▶ RECORDS FOR PROCESSING:
────

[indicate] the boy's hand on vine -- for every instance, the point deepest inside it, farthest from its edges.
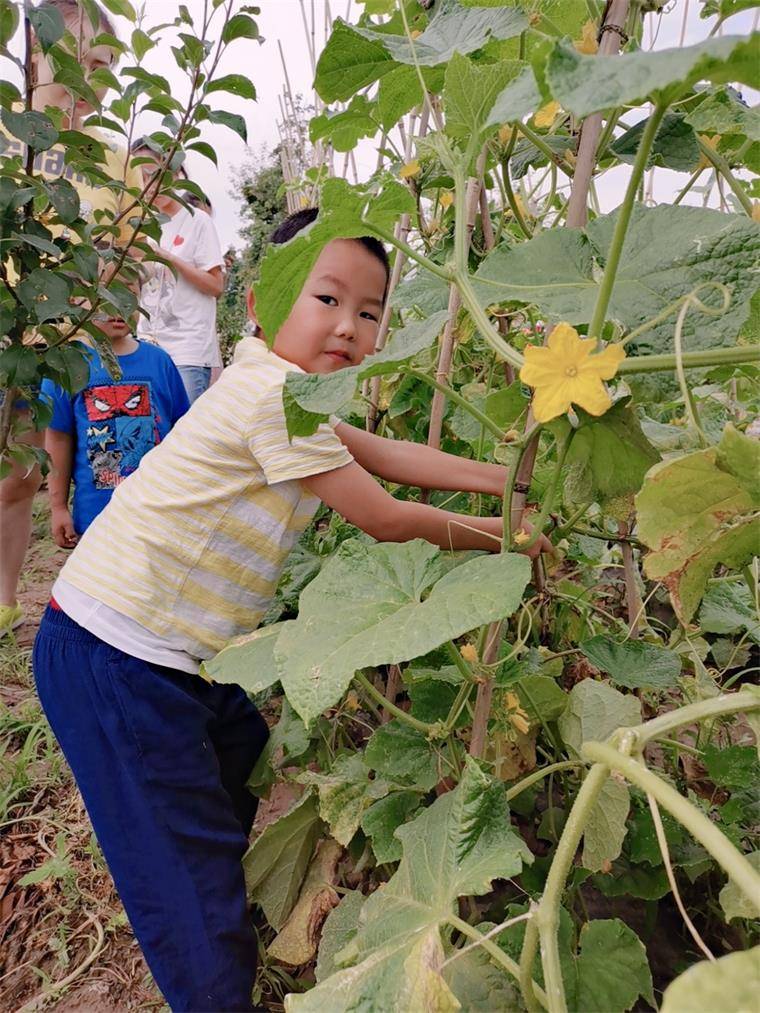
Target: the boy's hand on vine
(63, 528)
(533, 551)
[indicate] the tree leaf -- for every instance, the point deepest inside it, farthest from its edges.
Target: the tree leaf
(345, 213)
(675, 145)
(594, 711)
(586, 84)
(247, 660)
(605, 829)
(608, 460)
(310, 398)
(728, 608)
(469, 92)
(345, 792)
(366, 609)
(296, 943)
(276, 863)
(337, 931)
(456, 847)
(453, 28)
(232, 120)
(697, 511)
(668, 252)
(235, 84)
(633, 664)
(239, 26)
(48, 23)
(402, 755)
(612, 968)
(383, 817)
(731, 984)
(735, 902)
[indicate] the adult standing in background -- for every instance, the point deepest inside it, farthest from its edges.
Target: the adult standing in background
(181, 308)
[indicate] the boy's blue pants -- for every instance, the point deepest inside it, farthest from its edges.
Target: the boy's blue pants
(161, 759)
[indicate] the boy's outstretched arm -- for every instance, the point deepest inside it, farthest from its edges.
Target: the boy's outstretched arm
(407, 463)
(60, 446)
(355, 494)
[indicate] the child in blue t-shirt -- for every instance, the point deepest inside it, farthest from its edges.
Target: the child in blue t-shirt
(99, 436)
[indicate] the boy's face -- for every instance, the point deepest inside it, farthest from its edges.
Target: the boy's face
(334, 321)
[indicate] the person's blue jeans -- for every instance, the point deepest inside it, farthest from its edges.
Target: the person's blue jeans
(196, 380)
(161, 759)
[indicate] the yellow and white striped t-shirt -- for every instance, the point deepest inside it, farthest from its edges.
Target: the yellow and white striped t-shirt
(193, 543)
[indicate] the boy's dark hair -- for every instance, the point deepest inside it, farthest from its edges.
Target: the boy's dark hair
(298, 221)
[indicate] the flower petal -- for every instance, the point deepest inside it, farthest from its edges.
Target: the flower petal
(591, 395)
(548, 402)
(604, 364)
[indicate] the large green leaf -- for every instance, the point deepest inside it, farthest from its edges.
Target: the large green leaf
(604, 832)
(731, 985)
(276, 863)
(469, 93)
(586, 84)
(366, 608)
(633, 664)
(309, 398)
(456, 847)
(345, 213)
(612, 968)
(453, 28)
(345, 792)
(607, 461)
(675, 145)
(594, 711)
(699, 511)
(668, 252)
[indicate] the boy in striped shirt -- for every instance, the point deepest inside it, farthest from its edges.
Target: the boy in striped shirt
(186, 555)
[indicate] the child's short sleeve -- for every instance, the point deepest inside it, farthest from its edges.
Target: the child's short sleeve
(283, 460)
(63, 406)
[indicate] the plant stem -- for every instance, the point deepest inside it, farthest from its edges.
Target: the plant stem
(483, 324)
(462, 402)
(690, 360)
(495, 951)
(716, 707)
(527, 956)
(364, 682)
(719, 164)
(705, 832)
(538, 775)
(548, 909)
(623, 219)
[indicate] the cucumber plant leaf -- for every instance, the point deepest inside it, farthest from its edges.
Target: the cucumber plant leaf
(731, 984)
(345, 792)
(634, 665)
(608, 460)
(586, 84)
(276, 863)
(667, 253)
(594, 711)
(457, 846)
(310, 398)
(699, 511)
(382, 605)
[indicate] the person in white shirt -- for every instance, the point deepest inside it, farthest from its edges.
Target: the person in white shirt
(181, 309)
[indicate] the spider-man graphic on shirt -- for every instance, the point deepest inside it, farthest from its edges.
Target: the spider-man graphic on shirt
(122, 429)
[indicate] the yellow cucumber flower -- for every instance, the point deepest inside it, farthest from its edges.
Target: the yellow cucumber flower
(564, 372)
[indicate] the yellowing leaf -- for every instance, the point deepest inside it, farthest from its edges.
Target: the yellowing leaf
(588, 44)
(410, 169)
(545, 115)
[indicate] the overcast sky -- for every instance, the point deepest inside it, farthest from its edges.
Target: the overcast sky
(281, 21)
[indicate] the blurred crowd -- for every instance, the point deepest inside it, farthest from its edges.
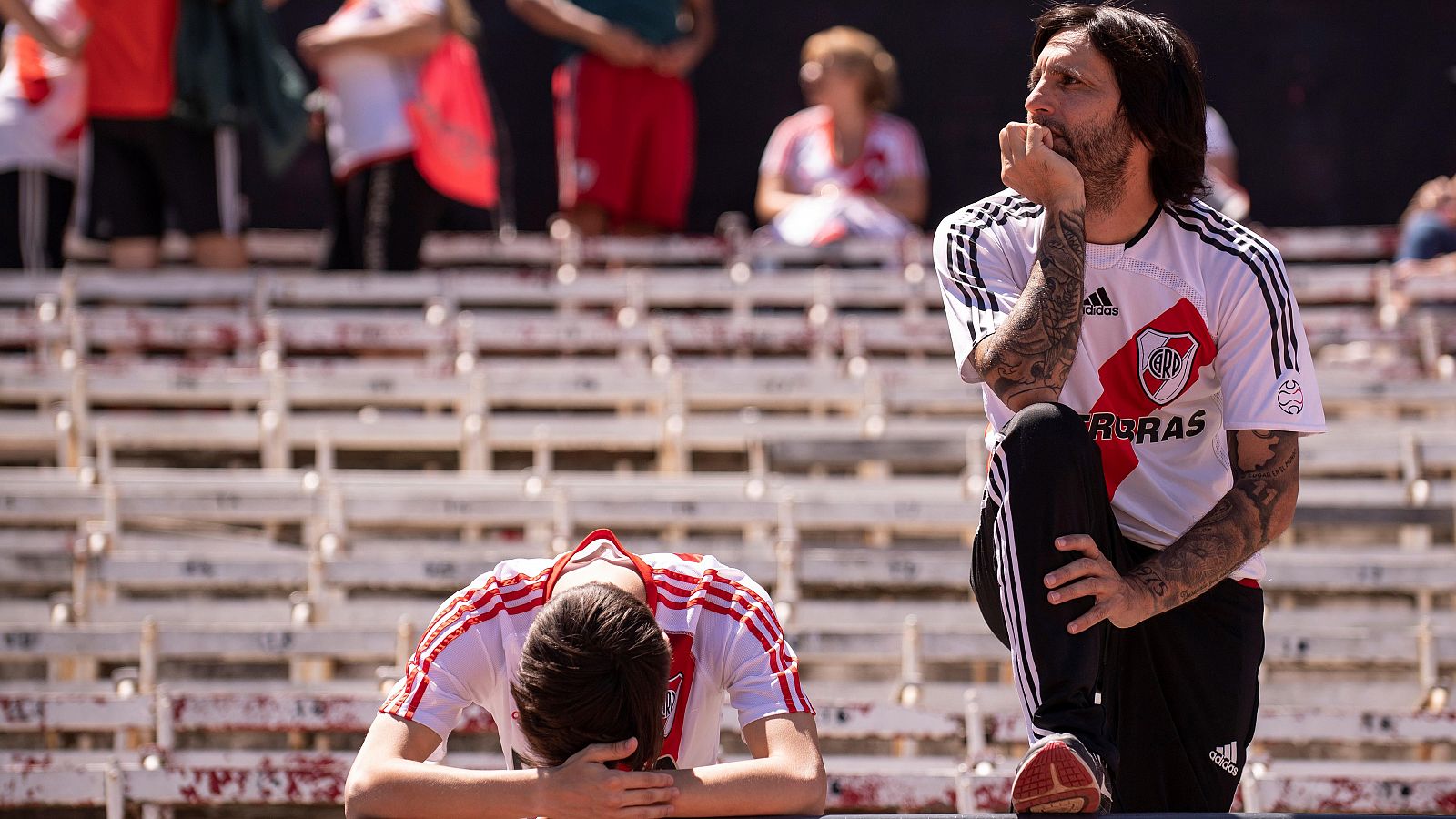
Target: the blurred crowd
(120, 120)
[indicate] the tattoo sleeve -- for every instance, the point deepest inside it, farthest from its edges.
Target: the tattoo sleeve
(1028, 359)
(1254, 511)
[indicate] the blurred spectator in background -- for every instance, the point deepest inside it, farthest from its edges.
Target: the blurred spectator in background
(370, 56)
(143, 162)
(1429, 230)
(626, 124)
(1220, 169)
(844, 167)
(43, 106)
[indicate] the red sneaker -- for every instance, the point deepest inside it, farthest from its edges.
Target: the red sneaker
(1059, 775)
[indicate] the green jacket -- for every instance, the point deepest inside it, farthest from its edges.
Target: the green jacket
(232, 70)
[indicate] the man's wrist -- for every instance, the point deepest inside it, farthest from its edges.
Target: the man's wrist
(1067, 201)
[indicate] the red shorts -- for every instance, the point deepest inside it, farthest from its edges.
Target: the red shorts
(625, 142)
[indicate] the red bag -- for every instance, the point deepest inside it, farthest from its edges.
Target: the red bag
(455, 137)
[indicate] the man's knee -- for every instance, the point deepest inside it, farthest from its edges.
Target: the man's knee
(1046, 428)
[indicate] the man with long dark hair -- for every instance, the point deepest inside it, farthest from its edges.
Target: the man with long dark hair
(1148, 379)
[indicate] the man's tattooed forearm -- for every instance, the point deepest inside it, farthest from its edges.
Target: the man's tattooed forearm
(1149, 577)
(1034, 350)
(1254, 511)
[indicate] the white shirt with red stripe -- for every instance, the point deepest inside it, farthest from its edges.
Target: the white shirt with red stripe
(1188, 329)
(801, 150)
(727, 646)
(43, 95)
(368, 89)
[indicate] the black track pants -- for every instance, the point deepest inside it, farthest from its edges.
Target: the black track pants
(1171, 703)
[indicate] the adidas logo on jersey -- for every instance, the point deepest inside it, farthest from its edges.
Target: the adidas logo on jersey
(1227, 758)
(1098, 303)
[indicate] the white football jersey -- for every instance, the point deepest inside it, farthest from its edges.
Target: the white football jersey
(727, 644)
(369, 89)
(1188, 329)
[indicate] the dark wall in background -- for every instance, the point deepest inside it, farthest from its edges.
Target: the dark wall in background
(1340, 108)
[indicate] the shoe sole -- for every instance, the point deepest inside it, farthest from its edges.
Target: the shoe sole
(1056, 780)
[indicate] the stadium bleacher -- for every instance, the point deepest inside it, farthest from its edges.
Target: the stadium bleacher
(229, 503)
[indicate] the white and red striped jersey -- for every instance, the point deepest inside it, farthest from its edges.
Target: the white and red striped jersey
(1188, 329)
(727, 646)
(801, 150)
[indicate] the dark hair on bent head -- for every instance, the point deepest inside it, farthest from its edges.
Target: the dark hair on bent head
(1161, 84)
(593, 669)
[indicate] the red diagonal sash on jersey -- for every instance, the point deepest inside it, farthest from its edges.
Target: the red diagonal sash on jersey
(1128, 387)
(679, 687)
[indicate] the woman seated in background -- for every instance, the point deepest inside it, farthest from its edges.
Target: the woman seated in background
(844, 167)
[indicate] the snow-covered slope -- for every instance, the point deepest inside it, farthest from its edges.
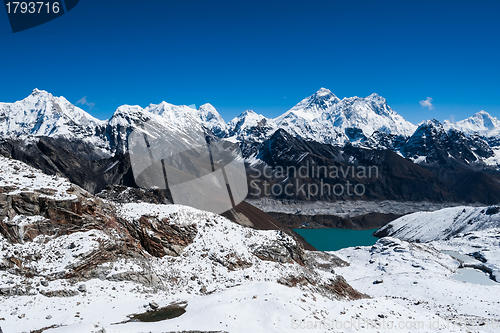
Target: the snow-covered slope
(422, 278)
(481, 123)
(317, 116)
(442, 224)
(42, 114)
(324, 118)
(106, 266)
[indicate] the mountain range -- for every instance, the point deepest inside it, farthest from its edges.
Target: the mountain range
(430, 161)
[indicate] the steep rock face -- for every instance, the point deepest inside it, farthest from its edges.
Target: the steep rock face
(437, 146)
(481, 123)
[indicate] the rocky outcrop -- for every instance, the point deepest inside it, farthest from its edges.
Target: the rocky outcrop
(159, 238)
(282, 251)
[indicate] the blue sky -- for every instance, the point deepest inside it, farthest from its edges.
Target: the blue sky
(261, 55)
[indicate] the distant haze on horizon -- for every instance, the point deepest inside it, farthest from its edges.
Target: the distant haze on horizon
(428, 59)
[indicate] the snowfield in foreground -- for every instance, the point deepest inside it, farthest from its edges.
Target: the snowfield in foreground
(71, 262)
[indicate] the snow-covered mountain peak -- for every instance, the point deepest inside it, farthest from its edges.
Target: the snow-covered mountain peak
(311, 107)
(42, 114)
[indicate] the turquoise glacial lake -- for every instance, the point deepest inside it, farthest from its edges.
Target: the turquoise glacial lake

────

▶ CHALLENGE:
Reproduce everything in the material from the line containing "[indicate] the blurred crowd" down to the line containing "(1067, 201)", substituting "olive jacket" for "green jacket" wherever it appears and leaving all else unchanged. Omit the pictures from the reproduction.

▶ PROBLEM SOLUTION:
[indicate] the blurred crowd -- for every instance, the point deepest inside it, farthest from its edges.
Target: the blurred crowd
(120, 120)
[indicate] the tattoo sleeve -- for every instance, the point deepest inside it, farthest from its edges.
Target: the tattoo sleeve
(1028, 359)
(1254, 511)
[indicate] the blurred spectator in background -- for every instance, the point deepest inside it, farthest from its edges.
Target: the blurred spectator in background
(370, 56)
(143, 162)
(1429, 230)
(626, 124)
(1220, 169)
(844, 167)
(43, 106)
[indicate] the red sneaker -- for every instance, the point deepest inside it, farthest from its edges.
Target: the red sneaker
(1059, 775)
[indicate] the olive jacket -- for every instance, the point deepest inside it, farthest from its edges.
Target: the olive jacket
(232, 70)
[indicate] the man's wrist -- for every instance, the point deepest inside it, farthest from its edges.
Target: the man's wrist
(1067, 201)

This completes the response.